■ GIVEN REQUEST
Reproduce all of the records exactly.

■ ENTRIES

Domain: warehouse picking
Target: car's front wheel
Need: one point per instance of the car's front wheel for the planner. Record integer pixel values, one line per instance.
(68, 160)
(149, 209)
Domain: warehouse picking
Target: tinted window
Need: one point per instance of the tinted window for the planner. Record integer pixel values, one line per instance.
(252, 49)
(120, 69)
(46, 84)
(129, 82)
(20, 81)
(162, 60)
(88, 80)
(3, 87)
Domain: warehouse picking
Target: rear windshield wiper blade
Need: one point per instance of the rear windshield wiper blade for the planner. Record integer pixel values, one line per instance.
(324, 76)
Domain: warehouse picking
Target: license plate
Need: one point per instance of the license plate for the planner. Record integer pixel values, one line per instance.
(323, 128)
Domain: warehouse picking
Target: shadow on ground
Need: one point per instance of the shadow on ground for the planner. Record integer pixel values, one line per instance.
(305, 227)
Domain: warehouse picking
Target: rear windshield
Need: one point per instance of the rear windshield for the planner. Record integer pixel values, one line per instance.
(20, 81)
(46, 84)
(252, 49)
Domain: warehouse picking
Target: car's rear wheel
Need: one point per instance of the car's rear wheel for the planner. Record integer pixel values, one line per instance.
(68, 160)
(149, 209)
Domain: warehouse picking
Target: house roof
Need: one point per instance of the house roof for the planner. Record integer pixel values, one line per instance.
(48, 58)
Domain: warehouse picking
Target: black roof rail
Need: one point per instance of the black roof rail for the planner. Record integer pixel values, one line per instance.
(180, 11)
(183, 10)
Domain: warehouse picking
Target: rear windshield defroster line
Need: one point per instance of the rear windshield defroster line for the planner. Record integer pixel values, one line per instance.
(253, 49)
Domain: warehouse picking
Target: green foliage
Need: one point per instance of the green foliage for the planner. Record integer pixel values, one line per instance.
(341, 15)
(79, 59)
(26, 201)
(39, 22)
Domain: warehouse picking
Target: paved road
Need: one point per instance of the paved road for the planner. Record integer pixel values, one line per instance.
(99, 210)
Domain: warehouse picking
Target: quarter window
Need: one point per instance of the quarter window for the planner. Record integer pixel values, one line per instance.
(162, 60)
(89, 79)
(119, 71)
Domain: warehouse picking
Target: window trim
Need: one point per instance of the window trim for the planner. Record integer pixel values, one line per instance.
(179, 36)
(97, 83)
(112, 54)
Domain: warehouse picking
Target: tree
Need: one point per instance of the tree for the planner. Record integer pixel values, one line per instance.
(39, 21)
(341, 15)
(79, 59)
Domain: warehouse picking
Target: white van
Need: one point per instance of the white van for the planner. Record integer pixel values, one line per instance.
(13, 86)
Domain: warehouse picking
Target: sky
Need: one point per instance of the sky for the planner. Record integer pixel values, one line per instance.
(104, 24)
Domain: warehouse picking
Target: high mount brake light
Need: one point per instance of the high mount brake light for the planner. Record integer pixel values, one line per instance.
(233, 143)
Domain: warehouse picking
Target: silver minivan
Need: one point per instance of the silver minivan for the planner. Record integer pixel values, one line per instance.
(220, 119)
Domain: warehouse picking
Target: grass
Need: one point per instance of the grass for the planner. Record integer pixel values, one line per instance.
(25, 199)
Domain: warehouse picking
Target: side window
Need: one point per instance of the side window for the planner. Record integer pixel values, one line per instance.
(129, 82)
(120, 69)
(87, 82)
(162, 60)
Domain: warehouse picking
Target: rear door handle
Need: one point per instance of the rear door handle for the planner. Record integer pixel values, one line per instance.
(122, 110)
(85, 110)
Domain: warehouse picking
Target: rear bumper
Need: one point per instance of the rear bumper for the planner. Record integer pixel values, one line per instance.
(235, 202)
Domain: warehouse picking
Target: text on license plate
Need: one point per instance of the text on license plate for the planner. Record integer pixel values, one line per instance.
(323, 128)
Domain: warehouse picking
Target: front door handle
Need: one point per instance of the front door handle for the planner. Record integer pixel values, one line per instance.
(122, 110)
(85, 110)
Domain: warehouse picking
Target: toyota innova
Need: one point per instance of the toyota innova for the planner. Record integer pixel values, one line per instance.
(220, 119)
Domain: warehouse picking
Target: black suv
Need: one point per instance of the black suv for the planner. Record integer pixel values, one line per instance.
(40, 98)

■ EXERCISE OUTPUT
Domain: warehouse picking
Target: car's front wheel
Need: one point per instance of the car's front wheel for the planner. Record integer pixel values, one line per instance.
(68, 160)
(149, 209)
Domain: warehouse picking
Target: tinted window
Need: one point per instance of the tinted window for the planner. Record integer pixel values, one line per instance.
(252, 49)
(120, 69)
(46, 84)
(129, 82)
(20, 81)
(162, 60)
(88, 80)
(3, 87)
Domain: warehouse picking
Target: rear windshield wiper blade
Need: one point per instance of the rear windshield wiper blade for the planner. Record integer pixel values, one line per instance.
(324, 76)
Domain: warehouse picking
Target: license plate
Need: one point per instance of the license plate for the planner. Record integer pixel values, one line per instance.
(323, 128)
Domain: warehouse picking
Target: shadow on ground
Need: one point per instance of the shadow on ground for the planner. Record integer pixel values, one line per instance.
(305, 227)
Domain: warehouse picking
Target: rear windshield
Need: one point per instance of the rear windshield for the planner. Record integer pixel values, one line per instance.
(20, 81)
(46, 84)
(252, 49)
Domain: warehouse picking
Target: car's rear wheel
Need: one point per instance of the car's rear wheel for the planner. Record integer pixel values, one line per instance.
(68, 160)
(149, 209)
Domain: warehouse picking
Target: house roof
Need: one point per instance of the house roof for the planner. Record integer pixel values, one line per instance.
(48, 58)
Domain: warehouse picking
Target: black roof rail
Need: one point per instance of the black roof rail for the planner. Record integer pixel values, one line per instance.
(180, 11)
(183, 10)
Domain: warehouse picking
Target: rear windshield defroster line
Need: one point per instance of the rear windshield defroster line for the planner. Record integer pixel values, one line per instance.
(253, 49)
Domain: warehouse picking
Target: green foliage
Need: one point per instance of the green foliage for the planner. Record integer pixel values, one line per instance.
(341, 15)
(79, 59)
(26, 201)
(39, 22)
Domain: warehouse picking
Target: paved road
Need: one point per instance of the paved road for the planner. Record integer pixel values, one line per instance.
(99, 210)
Domain: warehouse picking
Target: quarter window
Need: one point per instance of the quarter window for the planner. Record integer pixel values, one line per instance.
(162, 60)
(89, 79)
(119, 71)
Domain: warehouse picking
Target: window trim
Need: one point per instance of the window trim for the planner. Record integer pixel values, one line per instance.
(179, 36)
(97, 83)
(112, 54)
Domain: warehouse picking
Target: tree
Need: one point per instance of the tree for the planner. Record integer pixel values, one line per instance.
(39, 21)
(341, 15)
(79, 59)
Domain: warehouse picking
Target: white van
Need: one point per instance of the white van for the planner. Record integer pixel values, one line per instance.
(13, 86)
Domain: warehouse picking
Target: sky
Need: one point per instance of the sky for the planner. Record integer pixel values, one line per instance.
(104, 24)
Domain: warehouse picking
Target: high mount brake light
Need: one point per instance of the high mount brake light for the planner. Record integer pixel values, one line per instance.
(233, 143)
Domain: warehouse picking
Target: silver minivan
Need: one point per instance of the silver minivan for the planner. Record integer pixel values, one line per instance.
(220, 119)
Domain: warehouse picking
Target: grass
Need: one point per instance of the grass for the planner. Record integer pixel values, one line per instance.
(25, 199)
Domain: warehouse picking
Target: side window
Need: one point per instance of the side window for the planner. Record integer pixel values, one line per instance.
(129, 82)
(120, 69)
(87, 82)
(162, 60)
Domain: warehouse picking
Target: rear door handle
Need: one point per instance of the rear door handle for the planner. Record integer pixel values, one line per instance.
(122, 110)
(85, 110)
Domain: warehouse picking
Target: rear bumper
Need: one point per instance of the rear bumper for the planner. Record integer pixel values, one line per instance.
(235, 202)
Domain: warehouse picking
Target: text on license plate
Need: one point per instance of the text on license plate for the planner. Record integer pixel values, one line per instance.
(323, 128)
Domain: warehouse picking
Target: front door handle
Need: one point per instance of the front door handle for the planner. Record integer pixel values, one line per instance.
(122, 110)
(85, 110)
Domain: warehouse picking
Target: toyota innova
Need: one point per instance of the toyota innova for the planner. Record integer pixel values, one line per instance.
(220, 119)
Domain: warehouse picking
Target: black suv
Need: one point per instance of the black suv for the planner. Record integer pixel values, one line per instance.
(40, 98)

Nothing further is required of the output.